• THE TASK: Write out the FNDC9 passage word for word, from "The increasing corrected" to "the table below.".

• DOCUMENT PASSAGE:
· · · ·

The increasing corrected sequence divergence with greater evolutionary distance reflects how FNDC9 has gradually diverged since the common ancestor of vertebrates around 430–460 million years ago. Like in Figure 5, FNDC9 evolves faster than highly conserved proteins such as Cytochrome C but slower than rapidly changing proteins like Fibrinogen alpha.

== Function ==

=== Protein interaction ===
Many proteins have been found to interact with FNDC9. STRING predicts five potential functional partners for FNDC9. Description are depicted in the table below.

· · · ·

• GIVEN INFORMATION:
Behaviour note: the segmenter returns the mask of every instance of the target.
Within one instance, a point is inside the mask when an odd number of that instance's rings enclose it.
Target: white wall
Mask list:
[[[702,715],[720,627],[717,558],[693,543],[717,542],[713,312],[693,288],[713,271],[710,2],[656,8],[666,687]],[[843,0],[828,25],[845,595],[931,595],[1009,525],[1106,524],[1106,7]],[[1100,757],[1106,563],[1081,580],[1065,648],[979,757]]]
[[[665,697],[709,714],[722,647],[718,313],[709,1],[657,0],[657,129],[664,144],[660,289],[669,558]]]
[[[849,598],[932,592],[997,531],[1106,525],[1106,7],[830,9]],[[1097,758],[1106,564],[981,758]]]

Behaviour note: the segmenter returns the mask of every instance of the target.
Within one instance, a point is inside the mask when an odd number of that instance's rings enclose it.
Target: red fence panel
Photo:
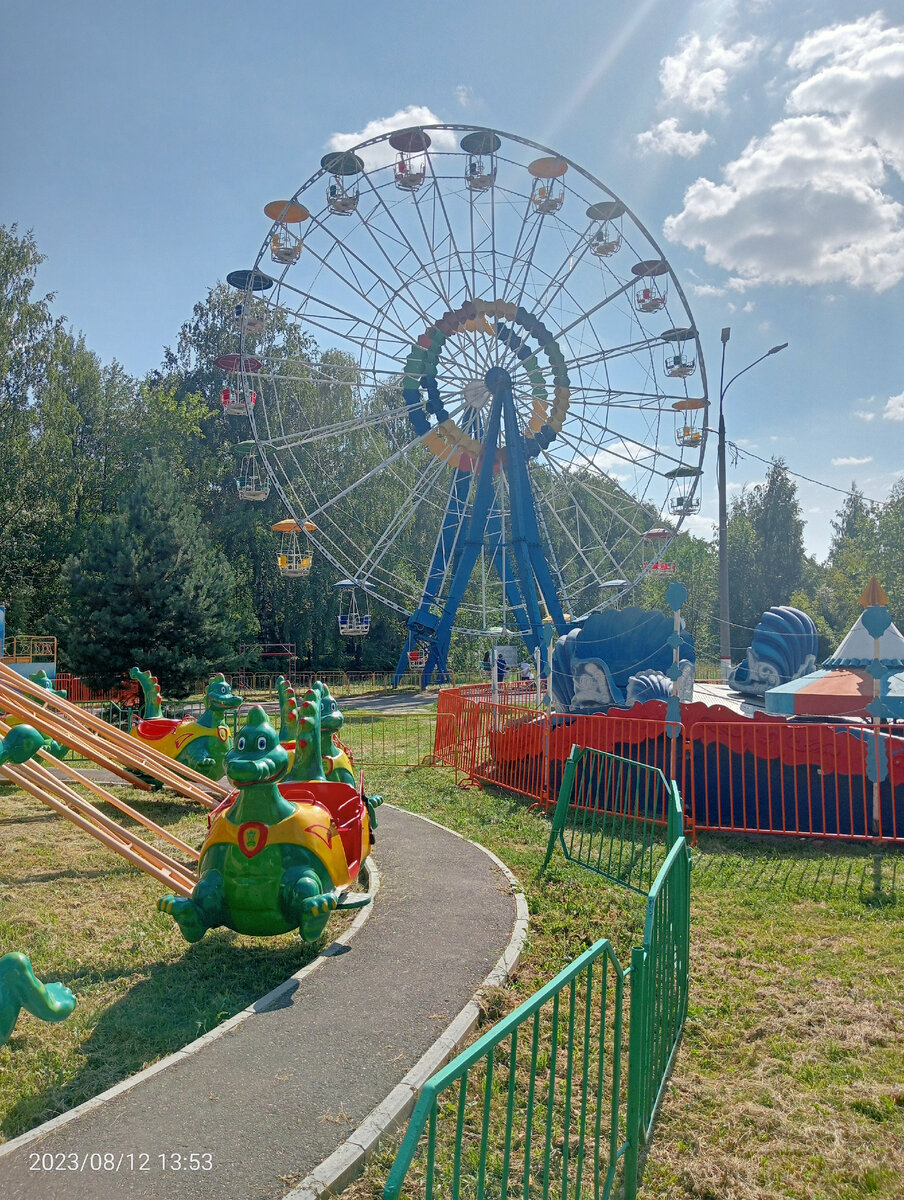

· · · ·

• ANSWER TO THIS TASK:
The increasing corrected sequence divergence with greater evolutionary distance reflects how FNDC9 has gradually diverged since the common ancestor of vertebrates around 430–460 million years ago. Like in Figure 5, FNDC9 evolves faster than highly conserved proteins such as Cytochrome C but slower than rapidly changing proteins like Fibrinogen alpha.

== Function ==

=== Protein interaction ===
Many proteins have been found to interact with FNDC9. STRING predicts five potential functional partners for FNDC9. Description are depicted in the table below.